## Task objective
Change every "marker" to "dot" in the listing, from its start through the line containing "[[30, 129]]", both ends included. Give those lines again with nothing else altered.

[Dataset items]

•••••

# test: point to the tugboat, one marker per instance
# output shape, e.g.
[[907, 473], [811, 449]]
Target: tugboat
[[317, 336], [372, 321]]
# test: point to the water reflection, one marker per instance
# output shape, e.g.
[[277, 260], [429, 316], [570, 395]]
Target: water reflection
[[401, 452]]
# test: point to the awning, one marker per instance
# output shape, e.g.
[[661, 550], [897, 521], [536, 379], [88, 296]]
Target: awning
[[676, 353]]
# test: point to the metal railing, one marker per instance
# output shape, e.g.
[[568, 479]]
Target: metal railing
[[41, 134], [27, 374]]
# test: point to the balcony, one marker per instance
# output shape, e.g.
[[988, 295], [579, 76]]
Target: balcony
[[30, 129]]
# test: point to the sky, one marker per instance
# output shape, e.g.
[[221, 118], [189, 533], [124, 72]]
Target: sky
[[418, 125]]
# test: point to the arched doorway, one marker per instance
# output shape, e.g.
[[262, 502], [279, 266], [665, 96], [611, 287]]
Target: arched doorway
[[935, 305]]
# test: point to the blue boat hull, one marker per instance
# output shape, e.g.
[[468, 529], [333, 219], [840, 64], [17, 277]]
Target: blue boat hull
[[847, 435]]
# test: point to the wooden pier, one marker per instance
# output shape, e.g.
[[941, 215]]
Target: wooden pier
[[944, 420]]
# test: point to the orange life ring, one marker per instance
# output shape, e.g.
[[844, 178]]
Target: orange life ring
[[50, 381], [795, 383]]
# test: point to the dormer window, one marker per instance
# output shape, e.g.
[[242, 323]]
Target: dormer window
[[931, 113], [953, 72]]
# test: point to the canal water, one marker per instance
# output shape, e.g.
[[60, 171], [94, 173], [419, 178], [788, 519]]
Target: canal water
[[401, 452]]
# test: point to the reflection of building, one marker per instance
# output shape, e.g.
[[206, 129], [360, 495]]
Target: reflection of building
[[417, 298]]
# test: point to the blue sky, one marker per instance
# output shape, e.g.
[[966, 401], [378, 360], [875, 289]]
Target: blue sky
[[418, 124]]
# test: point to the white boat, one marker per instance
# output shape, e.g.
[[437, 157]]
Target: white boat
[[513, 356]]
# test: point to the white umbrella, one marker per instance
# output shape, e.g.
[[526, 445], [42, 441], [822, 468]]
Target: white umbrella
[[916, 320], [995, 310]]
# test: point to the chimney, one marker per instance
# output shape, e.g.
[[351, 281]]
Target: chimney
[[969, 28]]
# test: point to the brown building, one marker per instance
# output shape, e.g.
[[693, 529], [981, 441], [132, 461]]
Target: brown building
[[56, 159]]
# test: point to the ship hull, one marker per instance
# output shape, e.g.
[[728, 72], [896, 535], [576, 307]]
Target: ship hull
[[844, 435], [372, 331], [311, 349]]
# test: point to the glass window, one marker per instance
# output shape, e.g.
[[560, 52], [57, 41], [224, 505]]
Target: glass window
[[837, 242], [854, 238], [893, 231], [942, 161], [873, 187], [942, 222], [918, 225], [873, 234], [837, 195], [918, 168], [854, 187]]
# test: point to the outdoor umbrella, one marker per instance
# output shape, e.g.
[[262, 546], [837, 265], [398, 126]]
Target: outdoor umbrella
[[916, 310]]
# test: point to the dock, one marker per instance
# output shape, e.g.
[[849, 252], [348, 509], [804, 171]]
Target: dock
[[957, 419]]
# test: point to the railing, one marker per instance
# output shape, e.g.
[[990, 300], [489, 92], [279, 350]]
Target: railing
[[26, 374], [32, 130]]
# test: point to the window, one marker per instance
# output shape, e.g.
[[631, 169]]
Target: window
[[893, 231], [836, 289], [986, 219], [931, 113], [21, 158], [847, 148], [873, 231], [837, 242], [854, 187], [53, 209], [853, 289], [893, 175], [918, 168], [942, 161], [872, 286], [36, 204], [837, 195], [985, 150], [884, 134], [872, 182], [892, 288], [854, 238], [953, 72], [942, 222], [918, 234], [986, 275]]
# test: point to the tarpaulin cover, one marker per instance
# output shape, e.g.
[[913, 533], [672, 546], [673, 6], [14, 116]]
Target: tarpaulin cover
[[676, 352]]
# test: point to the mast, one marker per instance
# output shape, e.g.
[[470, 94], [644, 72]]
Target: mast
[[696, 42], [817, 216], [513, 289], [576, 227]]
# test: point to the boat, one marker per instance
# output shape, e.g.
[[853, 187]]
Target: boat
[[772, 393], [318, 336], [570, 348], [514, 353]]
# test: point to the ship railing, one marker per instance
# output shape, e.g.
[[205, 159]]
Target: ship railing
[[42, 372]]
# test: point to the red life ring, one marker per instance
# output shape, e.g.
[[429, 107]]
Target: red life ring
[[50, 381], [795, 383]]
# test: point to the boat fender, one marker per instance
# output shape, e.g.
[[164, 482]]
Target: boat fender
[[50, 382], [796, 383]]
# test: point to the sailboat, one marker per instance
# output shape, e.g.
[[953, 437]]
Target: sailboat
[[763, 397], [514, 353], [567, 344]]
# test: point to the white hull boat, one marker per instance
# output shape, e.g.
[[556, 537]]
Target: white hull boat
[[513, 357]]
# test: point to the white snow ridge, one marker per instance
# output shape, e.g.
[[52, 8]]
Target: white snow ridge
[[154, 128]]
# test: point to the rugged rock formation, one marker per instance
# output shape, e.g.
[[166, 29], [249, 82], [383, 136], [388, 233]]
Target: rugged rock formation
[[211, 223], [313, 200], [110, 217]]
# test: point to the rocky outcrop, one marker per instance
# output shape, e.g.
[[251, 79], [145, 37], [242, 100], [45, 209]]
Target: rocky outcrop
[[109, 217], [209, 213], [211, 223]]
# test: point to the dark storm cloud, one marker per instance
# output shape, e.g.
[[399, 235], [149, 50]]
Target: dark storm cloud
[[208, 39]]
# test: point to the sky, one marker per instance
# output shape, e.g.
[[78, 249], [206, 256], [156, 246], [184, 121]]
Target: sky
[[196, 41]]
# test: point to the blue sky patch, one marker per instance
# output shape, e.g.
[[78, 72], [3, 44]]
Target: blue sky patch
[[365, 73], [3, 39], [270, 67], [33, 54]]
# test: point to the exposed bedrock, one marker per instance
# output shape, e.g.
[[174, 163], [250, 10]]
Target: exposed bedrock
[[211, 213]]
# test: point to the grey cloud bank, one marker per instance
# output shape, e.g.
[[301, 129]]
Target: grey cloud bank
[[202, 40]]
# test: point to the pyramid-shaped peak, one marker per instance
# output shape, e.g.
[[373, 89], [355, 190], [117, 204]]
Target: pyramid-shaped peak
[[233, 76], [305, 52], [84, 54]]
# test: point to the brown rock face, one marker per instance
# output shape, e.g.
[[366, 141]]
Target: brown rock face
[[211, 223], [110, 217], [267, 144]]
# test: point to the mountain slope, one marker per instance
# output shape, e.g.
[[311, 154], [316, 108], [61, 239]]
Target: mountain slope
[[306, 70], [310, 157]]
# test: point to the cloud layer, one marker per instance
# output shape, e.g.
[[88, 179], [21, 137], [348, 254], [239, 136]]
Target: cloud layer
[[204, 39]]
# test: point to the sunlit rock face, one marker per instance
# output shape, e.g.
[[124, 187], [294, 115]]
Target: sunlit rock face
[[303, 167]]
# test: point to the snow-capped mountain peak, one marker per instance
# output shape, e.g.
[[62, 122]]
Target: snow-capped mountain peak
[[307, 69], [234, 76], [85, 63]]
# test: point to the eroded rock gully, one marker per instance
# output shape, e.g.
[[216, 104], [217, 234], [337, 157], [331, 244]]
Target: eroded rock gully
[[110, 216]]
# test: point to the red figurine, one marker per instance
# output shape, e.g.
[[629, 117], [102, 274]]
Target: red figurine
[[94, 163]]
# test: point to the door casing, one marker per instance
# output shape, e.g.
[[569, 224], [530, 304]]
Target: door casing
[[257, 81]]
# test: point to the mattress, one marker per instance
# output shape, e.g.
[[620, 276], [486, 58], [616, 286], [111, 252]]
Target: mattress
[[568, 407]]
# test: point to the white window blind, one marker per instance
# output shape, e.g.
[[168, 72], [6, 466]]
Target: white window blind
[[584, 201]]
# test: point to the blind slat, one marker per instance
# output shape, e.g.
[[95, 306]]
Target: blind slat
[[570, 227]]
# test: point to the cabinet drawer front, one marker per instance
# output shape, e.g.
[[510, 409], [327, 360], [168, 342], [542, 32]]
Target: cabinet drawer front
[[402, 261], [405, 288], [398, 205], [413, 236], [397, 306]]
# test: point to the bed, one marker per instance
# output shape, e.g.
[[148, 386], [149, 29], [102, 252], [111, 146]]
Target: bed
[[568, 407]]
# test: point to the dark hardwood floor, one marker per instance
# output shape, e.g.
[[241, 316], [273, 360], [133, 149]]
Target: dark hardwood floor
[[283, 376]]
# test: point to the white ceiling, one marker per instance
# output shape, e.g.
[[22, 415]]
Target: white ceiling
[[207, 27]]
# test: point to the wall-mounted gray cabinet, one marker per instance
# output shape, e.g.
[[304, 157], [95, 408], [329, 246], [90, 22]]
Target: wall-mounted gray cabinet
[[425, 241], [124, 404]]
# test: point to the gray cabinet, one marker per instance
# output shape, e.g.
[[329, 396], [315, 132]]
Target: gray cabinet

•••••

## Exercise output
# test: point to the tugboat, one dot per instance
# output shape, e.g.
[[907, 473], [811, 449]]
Target: tugboat
[[317, 336], [372, 321]]
# test: point to the water reflection, one dot per instance
# output shape, e.g.
[[277, 260], [429, 316], [570, 395]]
Target: water reflection
[[401, 452]]
# test: point to the awning, one dot per instance
# output shape, e.g.
[[661, 550], [897, 521], [536, 379], [88, 296]]
Target: awning
[[676, 353]]
# test: point to the metal railing, one dot per instance
# output shape, e.g.
[[568, 479]]
Target: metal railing
[[41, 134], [27, 374]]
# test: point to the balcony, one dot per instance
# output shape, e.g.
[[988, 295], [579, 76]]
Target: balcony
[[30, 129]]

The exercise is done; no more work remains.